SOURCE TEXT ▸
# Ergopower rebuild - brake lever pivot removal



## Fr Ted Crilly (Feb 7, 2002)

To those who have successfully rebuilt their ergopowers, how did you remove the brake lever pivot? On my '01 Veloce 9-speed right shifter I tried to remove this pivot by knocking it out with a short 3mm thick steel rod and several light to medium blows from a small hammer. I'm using far more force than the guy in the Campagnolo Youtube video disassembling his ergopower and I've tried from both sides, but still it won't budge. Just how much force should be needed to remove this pivot? I could try and use more force but I don't want to do permanent damage (to either the ergopower of my fingers).

Since the brake lever and upshift lever couldn't be removed I ended up just overhauling the downshift mechanism. Only one of the g-springs was replaced (they were sold to me singly and I didn't realise there were two in each shifting mechanism) and while the down-shifting it certainly smoother it doesn't engage with the same precision as my newer '06 Chorus ergopower. Is this lack or precision from the one old g-spring in there or maybe from the slightly worn ratchets on the cam body?


----------



## terzo rene (Mar 23, 2002)

As much force as it takes. The pins can get pretty stuck after they've been used for a while. As long as you support the body when you bash it there shouldn't be any trouble.

Probably the older g spring causing the vague shifting but i've never done just one at a time to know what it would feel like.


----------



## Keeping up with Junior (Feb 27, 2003)

*Rebuild*



Fr Ted Crilly said:


> ...how did you remove the brake lever pivot?


When I did a rebuild I think I just left the brake lever in and did not have any problem working around it. It's been a few years but that is what I remember.


----------



## Fr Ted Crilly (Feb 7, 2002)

Keeping up with Junior said:


> When I did a rebuild I think I just left the brake lever in and did not have any problem working around it. It's been a few years but that is what I remember.


Did you manage to remove the upshift lever without removing the brake lever? I can't see how that could be done. I'm hoping that cleaning out all the crap that's accumulated inside the upshift mechanism will improve the shifting. I wasn't planning on replacing any parts there.

Thank you both for your suggestions.


----------



## Keeping up with Junior (Feb 27, 2003)

*Springs and Cams*



Fr Ted Crilly said:


> Did you manage to remove the upshift lever without removing the brake lever?


Just cleaned/replaced the internal springs and cams recommended by Branford as well as new cables and housing. As far as the upshift lever mine was pretty clean so I did not remove it either. I would imagine you could get most gunk out with a little cleaner and compressed air.

As hard as the pin is to get out of the brake lever, I wonder what it will be like going back in. Unless you have a burning desire to completely disassemble the entire Ergo system I would just leave the brake lever installed.


----------



## Fr Ted Crilly (Feb 7, 2002)

Keeping up with Junior said:


> Just cleaned/replaced the internal springs and cams recommended by Branford as well as new cables and housing. As far as the upshift lever mine was pretty clean so I did not remove it either. I would imagine you could get most gunk out with a little cleaner and compressed air.

DATASET CONTENT ▸

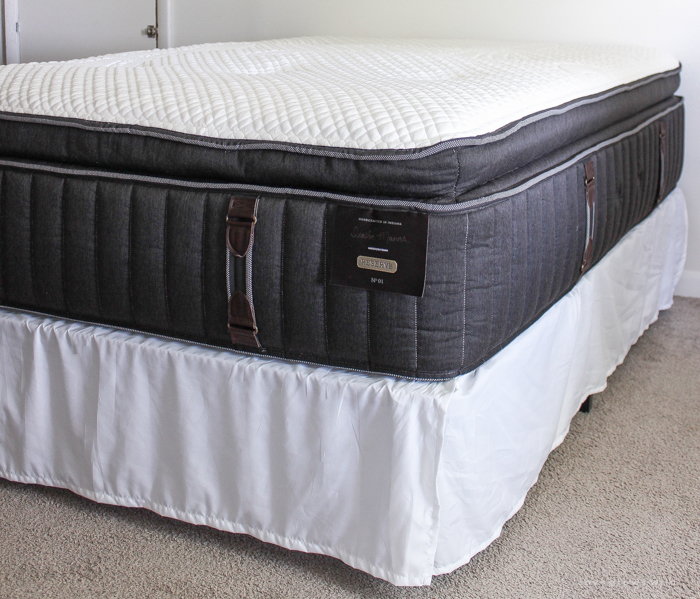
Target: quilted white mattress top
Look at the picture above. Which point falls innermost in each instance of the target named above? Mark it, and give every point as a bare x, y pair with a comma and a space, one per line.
346, 93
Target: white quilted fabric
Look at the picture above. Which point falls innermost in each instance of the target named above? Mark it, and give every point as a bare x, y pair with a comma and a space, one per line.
343, 93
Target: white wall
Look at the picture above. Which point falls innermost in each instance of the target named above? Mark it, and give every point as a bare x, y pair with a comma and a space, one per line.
670, 24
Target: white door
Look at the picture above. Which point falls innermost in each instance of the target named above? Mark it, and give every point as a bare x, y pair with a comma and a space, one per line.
65, 29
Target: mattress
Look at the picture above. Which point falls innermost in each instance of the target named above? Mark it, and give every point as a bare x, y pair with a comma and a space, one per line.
401, 207
282, 451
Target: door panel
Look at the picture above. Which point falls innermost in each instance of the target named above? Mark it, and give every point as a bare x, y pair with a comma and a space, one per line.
65, 29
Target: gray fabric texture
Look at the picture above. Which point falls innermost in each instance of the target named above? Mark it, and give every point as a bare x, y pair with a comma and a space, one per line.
150, 255
435, 174
615, 514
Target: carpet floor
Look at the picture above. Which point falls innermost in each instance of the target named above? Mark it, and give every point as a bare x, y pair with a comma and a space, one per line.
615, 513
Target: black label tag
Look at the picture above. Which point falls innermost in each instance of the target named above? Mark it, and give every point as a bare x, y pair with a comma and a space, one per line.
379, 249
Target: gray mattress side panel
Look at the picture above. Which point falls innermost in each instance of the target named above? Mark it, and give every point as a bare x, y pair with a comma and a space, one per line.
441, 311
151, 256
16, 238
46, 234
267, 266
113, 219
435, 175
524, 254
303, 280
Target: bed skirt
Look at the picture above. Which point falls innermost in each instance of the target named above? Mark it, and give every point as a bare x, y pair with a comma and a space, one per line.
401, 479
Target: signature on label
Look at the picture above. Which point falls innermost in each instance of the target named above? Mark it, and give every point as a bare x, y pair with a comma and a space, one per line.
378, 264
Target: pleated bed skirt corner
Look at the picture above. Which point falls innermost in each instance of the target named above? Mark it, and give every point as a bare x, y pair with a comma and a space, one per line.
401, 479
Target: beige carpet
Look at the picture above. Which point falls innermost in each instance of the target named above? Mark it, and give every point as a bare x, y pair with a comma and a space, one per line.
616, 513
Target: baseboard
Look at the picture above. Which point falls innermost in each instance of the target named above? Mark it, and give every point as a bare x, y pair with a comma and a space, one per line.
689, 285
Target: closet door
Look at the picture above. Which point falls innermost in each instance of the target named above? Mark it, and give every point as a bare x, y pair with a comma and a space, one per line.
65, 29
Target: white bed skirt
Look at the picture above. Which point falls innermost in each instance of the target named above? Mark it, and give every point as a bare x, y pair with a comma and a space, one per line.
400, 479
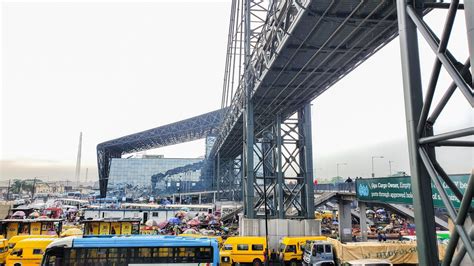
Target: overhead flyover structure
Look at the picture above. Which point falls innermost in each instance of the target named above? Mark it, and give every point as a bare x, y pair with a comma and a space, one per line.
190, 129
283, 54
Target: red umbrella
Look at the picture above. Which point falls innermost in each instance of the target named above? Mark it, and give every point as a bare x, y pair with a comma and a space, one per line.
163, 224
194, 222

PROBLEMS TO SOLVE ▸
#1 In the Ergopower thread, why was only one of the g-springs replaced during the downshift overhaul?
#2 According to the Ergopower thread, what shifter was Fr Ted Crilly trying to take apart when he tried to knock out the brake lever pivot?
#3 Retype the stretch of the Ergopower thread from "Since the brake" through "the cam body?".
The rows are separate material from the Ergopower thread.

FINAL ANSWERS ▸
#1 Fr Ted Crilly replaced only one g-spring because they were sold to him singly, and he didn't realize there were two in each shifting mechanism.

#2 An '01 Veloce 9-speed right shifter.

#3
Since the brake lever and upshift lever couldn't be removed I ended up just overhauling the downshift mechanism. Only one of the g-springs was replaced (they were sold to me singly and I didn't realise there were two in each shifting mechanism) and while the down-shifting it certainly smoother it doesn't engage with the same precision as my newer '06 Chorus ergopower. Is this lack or precision from the one old g-spring in there or maybe from the slightly worn ratchets on the cam body?